Update the court order's passage starting at "The opinion of" and ending at "to show cause." by putting "request for entry of default" wherever "petition for entry of default" appears, and give that passage again.

> [Source]:
···
KEVIN PAUL WOODRUFF, Plaintiff,
v.
ROBERT MUELLER III et al, Defendants



The opinion of the court was delivered by: VAUGHN WALKER, District Judge

ORDER

Before the court are plaintiff's motion for reconsideration (Doc # 27), plaintiff's petition for entry of default (Doc # 41), a motion to dismiss (Doc # 33) filed by Robert Mueller III, J W Lawrence, Craig Jacobsen, Stephen Meagher, Barbara Valliere and the United States (collectively, the "federal defendants") and plaintiff's response (Doc ## 29-30) to the court's order to show cause (Doc # 26). According to the analysis below, the court DENIES plaintiff's motion for reconsideration (Doc # 27), DENIES plaintiff's petition for entry of default (Doc # 41) and GRANTS the federal defendants' motion to dismiss (Doc # 33) and Page 2 concludes that plaintiff has failed to discharge the court's order to show cause.

I

  A

  On March 26, 2003, the court dismissed plaintiff's complaint in the above-captioned case. Doc # 26. The court dismissed with prejudice all claims based on defendant's conduct in plaintiff's criminal prosecution. The court dismissed without prejudice any claims based on defendant's administrative or investigative conduct. The court further dismissed without prejudice any tort claims unrelated to plaintiff's criminal conduct. Plaintiff was given leave to file an amended complaint on or before May 15, 2003. Finally, the court ordered plaintiff to show cause why the action should not be dismissed for failure to serve a number of the defendants.

  Plaintiff filed a first amended complaint ("FAC") on July 18, 2003. FAC (Doc # 32). The court notes that plaintiff failed to name each of the defendants in the caption to the complaint, but merely wrote "Robert S. Mueller, III et al." Naming each party in the caption of the complaint is required under the Federal Rules of Civil Procedure. See FRCP 10(a). In broadly construing plaintiff's pro se complaint, the court looks to the body of the complaint to determine whom the plaintiff intended to name as defendants. See Haines v. Kerner, 404 OS 519, 520 (1972) ("We [hold] allegations of the pro se complaint * * * to less strict standards than formal pleadings drafted by lawyers."). // Page 3

  The federal defendants move the court to dismiss plaintiff's FAC on three grounds. First, the federal defendants argue that plaintiff's failure to file the FAC within the time period described by the court suffices for dismissal with prejudice for failure to prosecute under FRCP 41(b). Defs Mot (Doc # 33) at 3. Second, the federal defendants argue that plaintiff has not alleged unlawful conduct, or in other words, plaintiff has failed to state a claim upon which relief may be granted. Id. at 4. Finally, the federal defendants contend that plaintiff has not alleged that plaintiff complied with the administrative claim presentation requirements of 28 U.S.C. § 2675(a) in order to proceed with a tort claim against the federal government and its employees. Id.
···
> [Raw records]:
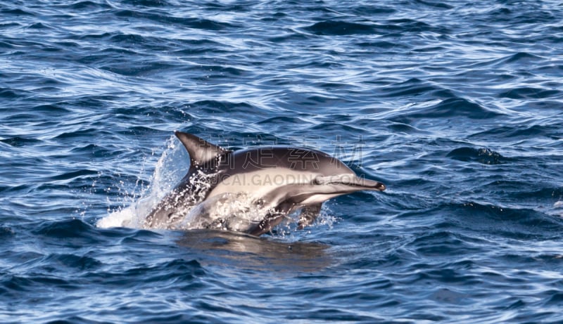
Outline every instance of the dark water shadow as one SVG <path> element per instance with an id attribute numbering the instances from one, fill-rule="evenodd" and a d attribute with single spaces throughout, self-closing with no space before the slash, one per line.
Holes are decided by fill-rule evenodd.
<path id="1" fill-rule="evenodd" d="M 203 265 L 280 272 L 317 272 L 331 264 L 329 245 L 285 242 L 224 231 L 192 230 L 177 243 Z"/>

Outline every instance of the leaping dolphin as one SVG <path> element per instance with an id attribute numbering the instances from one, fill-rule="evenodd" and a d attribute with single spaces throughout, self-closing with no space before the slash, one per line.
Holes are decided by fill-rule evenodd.
<path id="1" fill-rule="evenodd" d="M 258 236 L 300 209 L 303 228 L 334 197 L 385 190 L 319 150 L 262 146 L 232 151 L 195 135 L 175 134 L 188 151 L 189 169 L 147 216 L 146 228 L 220 228 Z"/>

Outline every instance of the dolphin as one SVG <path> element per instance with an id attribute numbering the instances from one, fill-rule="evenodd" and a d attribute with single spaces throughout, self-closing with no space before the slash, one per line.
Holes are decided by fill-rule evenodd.
<path id="1" fill-rule="evenodd" d="M 189 155 L 189 169 L 151 211 L 145 228 L 222 228 L 259 236 L 301 211 L 302 229 L 330 198 L 386 188 L 320 150 L 272 145 L 233 151 L 195 135 L 175 134 Z"/>

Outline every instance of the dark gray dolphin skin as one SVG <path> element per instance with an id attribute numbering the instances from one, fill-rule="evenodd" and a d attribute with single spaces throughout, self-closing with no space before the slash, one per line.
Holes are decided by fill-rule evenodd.
<path id="1" fill-rule="evenodd" d="M 213 205 L 243 195 L 267 211 L 263 218 L 234 229 L 253 235 L 267 233 L 301 210 L 298 228 L 310 224 L 322 202 L 360 190 L 385 190 L 383 183 L 358 177 L 338 159 L 315 150 L 263 146 L 232 151 L 195 135 L 175 134 L 188 151 L 190 167 L 176 187 L 151 212 L 146 228 L 170 228 L 196 207 L 208 219 L 203 227 L 230 229 Z M 202 217 L 203 217 L 202 216 Z M 172 226 L 173 228 L 173 226 Z"/>

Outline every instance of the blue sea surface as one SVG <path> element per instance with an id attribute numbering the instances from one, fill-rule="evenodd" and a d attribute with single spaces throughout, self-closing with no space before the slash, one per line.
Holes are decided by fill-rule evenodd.
<path id="1" fill-rule="evenodd" d="M 563 322 L 562 22 L 548 0 L 2 1 L 0 322 Z M 142 228 L 187 171 L 174 130 L 387 190 L 260 238 Z"/>

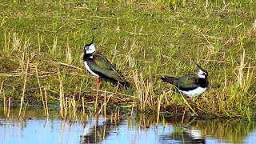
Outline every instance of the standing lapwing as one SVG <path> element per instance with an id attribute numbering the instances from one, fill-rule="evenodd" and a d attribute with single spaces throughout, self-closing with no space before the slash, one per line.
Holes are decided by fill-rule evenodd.
<path id="1" fill-rule="evenodd" d="M 96 89 L 100 87 L 101 78 L 113 83 L 119 83 L 124 86 L 130 86 L 122 74 L 102 54 L 97 53 L 93 40 L 84 47 L 83 62 L 87 70 L 98 77 Z"/>
<path id="2" fill-rule="evenodd" d="M 206 91 L 208 86 L 208 72 L 199 66 L 198 74 L 186 75 L 183 77 L 164 76 L 161 79 L 175 86 L 177 90 L 184 95 L 195 97 Z"/>

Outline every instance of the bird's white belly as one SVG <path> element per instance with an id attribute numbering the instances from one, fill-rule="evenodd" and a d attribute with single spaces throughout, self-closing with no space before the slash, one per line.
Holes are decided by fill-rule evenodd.
<path id="1" fill-rule="evenodd" d="M 96 77 L 98 77 L 98 75 L 97 74 L 95 74 L 94 72 L 93 72 L 93 70 L 90 70 L 90 68 L 89 67 L 86 61 L 85 61 L 84 63 L 85 63 L 86 68 L 87 69 L 87 70 L 88 70 L 90 74 L 92 74 L 93 75 L 94 75 L 94 76 L 96 76 Z"/>
<path id="2" fill-rule="evenodd" d="M 183 94 L 187 95 L 189 97 L 195 97 L 197 95 L 199 95 L 201 94 L 202 94 L 203 92 L 205 92 L 206 90 L 206 87 L 205 88 L 202 88 L 202 87 L 198 87 L 193 90 L 190 90 L 190 91 L 183 91 L 183 90 L 178 90 L 180 92 L 182 92 Z"/>

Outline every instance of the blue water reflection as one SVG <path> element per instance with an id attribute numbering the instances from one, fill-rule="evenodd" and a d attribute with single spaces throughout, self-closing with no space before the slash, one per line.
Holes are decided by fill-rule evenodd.
<path id="1" fill-rule="evenodd" d="M 139 117 L 139 116 L 138 116 Z M 254 143 L 254 125 L 235 120 L 188 118 L 155 124 L 147 117 L 0 118 L 0 143 Z"/>

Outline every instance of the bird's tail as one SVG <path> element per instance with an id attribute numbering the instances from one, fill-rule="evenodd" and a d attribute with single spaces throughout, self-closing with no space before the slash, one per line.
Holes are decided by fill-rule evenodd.
<path id="1" fill-rule="evenodd" d="M 163 76 L 161 78 L 161 79 L 163 82 L 168 82 L 168 83 L 174 83 L 174 77 L 168 77 L 168 76 Z"/>

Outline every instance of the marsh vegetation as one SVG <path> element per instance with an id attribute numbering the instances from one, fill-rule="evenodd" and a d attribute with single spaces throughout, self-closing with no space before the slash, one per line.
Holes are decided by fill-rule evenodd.
<path id="1" fill-rule="evenodd" d="M 162 114 L 255 117 L 256 3 L 236 1 L 2 1 L 0 94 L 8 115 L 18 104 L 46 115 L 134 110 Z M 121 70 L 130 89 L 102 82 L 84 67 L 83 46 Z M 161 81 L 209 72 L 196 101 Z M 50 110 L 49 110 L 50 109 Z"/>

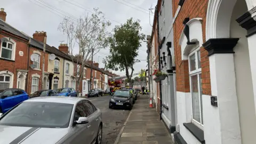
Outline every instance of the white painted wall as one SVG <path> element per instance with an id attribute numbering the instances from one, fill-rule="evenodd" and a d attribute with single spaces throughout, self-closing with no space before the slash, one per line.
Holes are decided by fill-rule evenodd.
<path id="1" fill-rule="evenodd" d="M 246 10 L 245 1 L 237 1 L 230 23 L 230 37 L 240 38 L 234 48 L 234 58 L 242 143 L 256 142 L 256 116 L 248 41 L 245 37 L 247 31 L 236 21 Z"/>

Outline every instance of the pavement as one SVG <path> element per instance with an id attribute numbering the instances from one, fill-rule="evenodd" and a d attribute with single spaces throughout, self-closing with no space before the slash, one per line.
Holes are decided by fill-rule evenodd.
<path id="1" fill-rule="evenodd" d="M 130 110 L 109 109 L 108 105 L 110 98 L 110 95 L 87 98 L 99 108 L 102 113 L 103 131 L 101 144 L 114 143 L 130 112 Z"/>
<path id="2" fill-rule="evenodd" d="M 140 95 L 114 144 L 173 144 L 155 108 L 149 107 L 148 95 Z"/>

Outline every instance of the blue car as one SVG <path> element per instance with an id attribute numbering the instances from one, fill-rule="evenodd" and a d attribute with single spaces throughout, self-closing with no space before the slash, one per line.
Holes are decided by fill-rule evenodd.
<path id="1" fill-rule="evenodd" d="M 77 97 L 76 91 L 73 88 L 62 88 L 57 90 L 60 96 Z"/>
<path id="2" fill-rule="evenodd" d="M 20 102 L 29 98 L 28 94 L 19 89 L 0 90 L 0 113 L 4 114 Z"/>
<path id="3" fill-rule="evenodd" d="M 58 92 L 55 90 L 40 90 L 36 91 L 33 94 L 32 94 L 30 98 L 34 98 L 39 97 L 50 97 L 50 96 L 59 96 L 59 94 Z"/>

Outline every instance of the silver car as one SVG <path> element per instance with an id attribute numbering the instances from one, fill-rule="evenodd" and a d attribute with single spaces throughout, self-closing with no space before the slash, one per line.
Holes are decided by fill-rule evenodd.
<path id="1" fill-rule="evenodd" d="M 0 144 L 100 144 L 101 118 L 100 110 L 86 99 L 29 99 L 0 117 Z"/>

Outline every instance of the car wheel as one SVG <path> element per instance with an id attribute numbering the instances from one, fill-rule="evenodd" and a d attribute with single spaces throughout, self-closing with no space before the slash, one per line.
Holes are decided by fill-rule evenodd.
<path id="1" fill-rule="evenodd" d="M 102 139 L 102 125 L 101 124 L 98 130 L 97 138 L 96 139 L 96 144 L 101 143 Z"/>

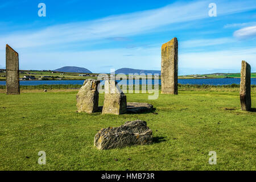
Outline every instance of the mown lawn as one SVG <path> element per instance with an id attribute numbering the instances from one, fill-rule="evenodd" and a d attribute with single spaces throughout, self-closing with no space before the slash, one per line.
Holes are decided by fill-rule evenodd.
<path id="1" fill-rule="evenodd" d="M 238 92 L 180 91 L 155 100 L 127 94 L 128 102 L 150 103 L 156 110 L 122 115 L 77 113 L 76 93 L 0 93 L 1 170 L 256 169 L 256 109 L 240 110 Z M 100 105 L 103 100 L 100 94 Z M 152 144 L 93 146 L 100 129 L 138 119 L 152 130 Z M 46 165 L 38 163 L 39 151 L 46 152 Z M 217 165 L 208 163 L 210 151 Z"/>

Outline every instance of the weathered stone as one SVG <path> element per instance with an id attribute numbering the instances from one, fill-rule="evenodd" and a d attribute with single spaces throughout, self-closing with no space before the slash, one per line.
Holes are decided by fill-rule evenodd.
<path id="1" fill-rule="evenodd" d="M 126 113 L 126 96 L 117 82 L 114 80 L 106 80 L 102 114 L 125 114 Z"/>
<path id="2" fill-rule="evenodd" d="M 102 129 L 95 135 L 94 146 L 99 150 L 150 144 L 152 130 L 145 121 L 127 121 L 118 127 Z"/>
<path id="3" fill-rule="evenodd" d="M 153 110 L 153 105 L 147 103 L 127 102 L 127 113 L 139 113 L 150 112 Z"/>
<path id="4" fill-rule="evenodd" d="M 19 55 L 8 44 L 6 48 L 6 93 L 19 94 Z"/>
<path id="5" fill-rule="evenodd" d="M 251 109 L 251 67 L 245 61 L 242 61 L 241 69 L 240 103 L 242 110 Z"/>
<path id="6" fill-rule="evenodd" d="M 100 81 L 87 79 L 76 95 L 77 111 L 92 113 L 98 110 L 98 85 Z"/>
<path id="7" fill-rule="evenodd" d="M 178 42 L 174 38 L 162 46 L 162 94 L 177 94 Z"/>

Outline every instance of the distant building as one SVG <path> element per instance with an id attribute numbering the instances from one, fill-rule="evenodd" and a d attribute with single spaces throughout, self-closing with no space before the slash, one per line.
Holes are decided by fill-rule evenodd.
<path id="1" fill-rule="evenodd" d="M 35 80 L 35 77 L 34 76 L 32 76 L 32 75 L 25 75 L 24 76 L 23 76 L 23 78 L 24 78 L 25 80 Z"/>
<path id="2" fill-rule="evenodd" d="M 42 76 L 41 78 L 51 78 L 51 76 Z"/>

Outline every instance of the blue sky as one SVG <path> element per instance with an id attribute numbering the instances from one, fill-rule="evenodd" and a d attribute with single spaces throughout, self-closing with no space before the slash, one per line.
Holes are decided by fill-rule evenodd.
<path id="1" fill-rule="evenodd" d="M 254 1 L 1 0 L 0 15 L 2 68 L 9 44 L 21 69 L 160 70 L 162 44 L 176 37 L 179 75 L 239 72 L 242 60 L 256 72 Z"/>

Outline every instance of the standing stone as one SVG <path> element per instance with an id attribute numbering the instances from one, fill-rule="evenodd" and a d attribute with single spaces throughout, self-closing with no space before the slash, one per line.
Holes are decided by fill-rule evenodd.
<path id="1" fill-rule="evenodd" d="M 126 113 L 126 96 L 114 80 L 105 80 L 102 114 L 122 114 Z"/>
<path id="2" fill-rule="evenodd" d="M 242 110 L 251 109 L 251 67 L 245 61 L 242 61 L 241 69 L 240 103 Z"/>
<path id="3" fill-rule="evenodd" d="M 8 44 L 6 48 L 6 93 L 19 94 L 19 54 Z"/>
<path id="4" fill-rule="evenodd" d="M 176 38 L 162 46 L 162 94 L 177 94 L 178 43 Z"/>
<path id="5" fill-rule="evenodd" d="M 98 85 L 100 81 L 87 79 L 76 95 L 77 111 L 92 113 L 98 110 Z"/>

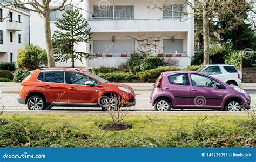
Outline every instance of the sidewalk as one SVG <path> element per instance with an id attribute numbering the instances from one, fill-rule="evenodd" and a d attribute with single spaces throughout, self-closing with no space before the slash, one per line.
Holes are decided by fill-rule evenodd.
<path id="1" fill-rule="evenodd" d="M 120 83 L 132 87 L 136 91 L 151 91 L 153 83 Z M 0 82 L 0 93 L 18 93 L 20 83 Z M 246 91 L 256 92 L 256 83 L 243 83 L 241 87 Z"/>

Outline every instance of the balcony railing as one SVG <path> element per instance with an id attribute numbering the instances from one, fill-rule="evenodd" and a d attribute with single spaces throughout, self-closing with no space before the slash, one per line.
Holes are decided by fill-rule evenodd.
<path id="1" fill-rule="evenodd" d="M 132 19 L 134 17 L 92 17 L 92 19 Z"/>
<path id="2" fill-rule="evenodd" d="M 16 21 L 7 21 L 7 30 L 14 31 L 22 31 L 22 23 Z"/>

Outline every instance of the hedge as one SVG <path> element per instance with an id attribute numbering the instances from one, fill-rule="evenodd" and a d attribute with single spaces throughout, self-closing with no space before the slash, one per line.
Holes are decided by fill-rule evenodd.
<path id="1" fill-rule="evenodd" d="M 153 81 L 163 72 L 180 70 L 176 66 L 159 66 L 156 69 L 145 70 L 138 73 L 139 77 L 145 81 Z"/>
<path id="2" fill-rule="evenodd" d="M 8 78 L 0 78 L 0 82 L 11 82 L 12 81 L 11 81 L 11 80 Z"/>
<path id="3" fill-rule="evenodd" d="M 16 69 L 15 64 L 12 63 L 1 63 L 0 69 L 14 71 Z"/>
<path id="4" fill-rule="evenodd" d="M 133 79 L 138 79 L 135 75 L 129 73 L 99 73 L 98 76 L 110 82 L 130 82 Z"/>
<path id="5" fill-rule="evenodd" d="M 0 70 L 0 78 L 11 78 L 11 72 L 9 70 Z"/>
<path id="6" fill-rule="evenodd" d="M 18 69 L 14 73 L 14 81 L 21 82 L 29 74 L 29 71 L 26 70 Z"/>
<path id="7" fill-rule="evenodd" d="M 201 68 L 203 66 L 203 65 L 188 65 L 187 67 L 183 68 L 182 70 L 187 70 L 187 71 L 196 71 Z"/>
<path id="8" fill-rule="evenodd" d="M 99 73 L 118 72 L 120 71 L 120 69 L 116 67 L 100 67 L 92 69 L 92 72 L 96 75 Z"/>

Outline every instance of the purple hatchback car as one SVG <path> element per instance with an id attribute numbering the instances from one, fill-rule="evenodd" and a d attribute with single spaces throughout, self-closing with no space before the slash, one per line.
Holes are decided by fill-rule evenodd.
<path id="1" fill-rule="evenodd" d="M 251 97 L 244 90 L 208 75 L 194 71 L 170 71 L 158 77 L 151 96 L 157 111 L 172 109 L 250 109 Z"/>

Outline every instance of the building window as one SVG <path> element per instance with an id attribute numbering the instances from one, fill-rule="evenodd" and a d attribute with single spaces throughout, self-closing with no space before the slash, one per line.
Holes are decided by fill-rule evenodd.
<path id="1" fill-rule="evenodd" d="M 181 18 L 183 17 L 182 5 L 164 6 L 164 18 Z"/>
<path id="2" fill-rule="evenodd" d="M 19 23 L 21 23 L 21 15 L 18 15 L 18 21 Z"/>
<path id="3" fill-rule="evenodd" d="M 0 30 L 0 44 L 3 44 L 3 31 Z"/>
<path id="4" fill-rule="evenodd" d="M 12 42 L 12 33 L 10 32 L 10 42 Z"/>
<path id="5" fill-rule="evenodd" d="M 51 8 L 56 7 L 51 7 Z M 72 6 L 67 6 L 65 8 L 65 10 L 73 10 Z M 55 11 L 53 12 L 50 12 L 50 21 L 57 21 L 58 19 L 62 18 L 62 14 L 65 12 L 65 10 L 62 11 Z"/>
<path id="6" fill-rule="evenodd" d="M 0 21 L 3 19 L 3 9 L 0 9 Z"/>
<path id="7" fill-rule="evenodd" d="M 21 35 L 19 34 L 19 43 L 21 43 Z"/>
<path id="8" fill-rule="evenodd" d="M 12 12 L 10 12 L 9 13 L 9 19 L 10 21 L 12 21 Z"/>
<path id="9" fill-rule="evenodd" d="M 10 53 L 10 62 L 11 63 L 13 62 L 13 55 L 14 55 L 14 53 Z"/>
<path id="10" fill-rule="evenodd" d="M 133 6 L 111 6 L 106 9 L 93 6 L 95 19 L 133 19 Z"/>

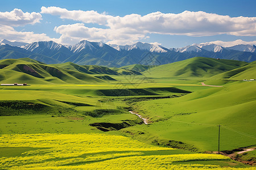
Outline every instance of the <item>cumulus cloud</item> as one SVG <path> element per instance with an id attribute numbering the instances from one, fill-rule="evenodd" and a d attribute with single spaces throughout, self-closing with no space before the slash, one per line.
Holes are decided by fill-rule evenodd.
···
> [Answer]:
The opinion of the court was delivered by: VAUGHN WALKER, District Judge

ORDER

Before the court are plaintiff's motion for reconsideration (Doc # 27), plaintiff's request for entry of default (Doc # 41), a motion to dismiss (Doc # 33) filed by Robert Mueller III, J W Lawrence, Craig Jacobsen, Stephen Meagher, Barbara Valliere and the United States (collectively, the "federal defendants") and plaintiff's response (Doc ## 29-30) to the court's order to show cause (Doc # 26). According to the analysis below, the court DENIES plaintiff's motion for reconsideration (Doc # 27), DENIES plaintiff's request for entry of default (Doc # 41) and GRANTS the federal defendants' motion to dismiss (Doc # 33) and Page 2 concludes that plaintiff has failed to discharge the court's order to show cause.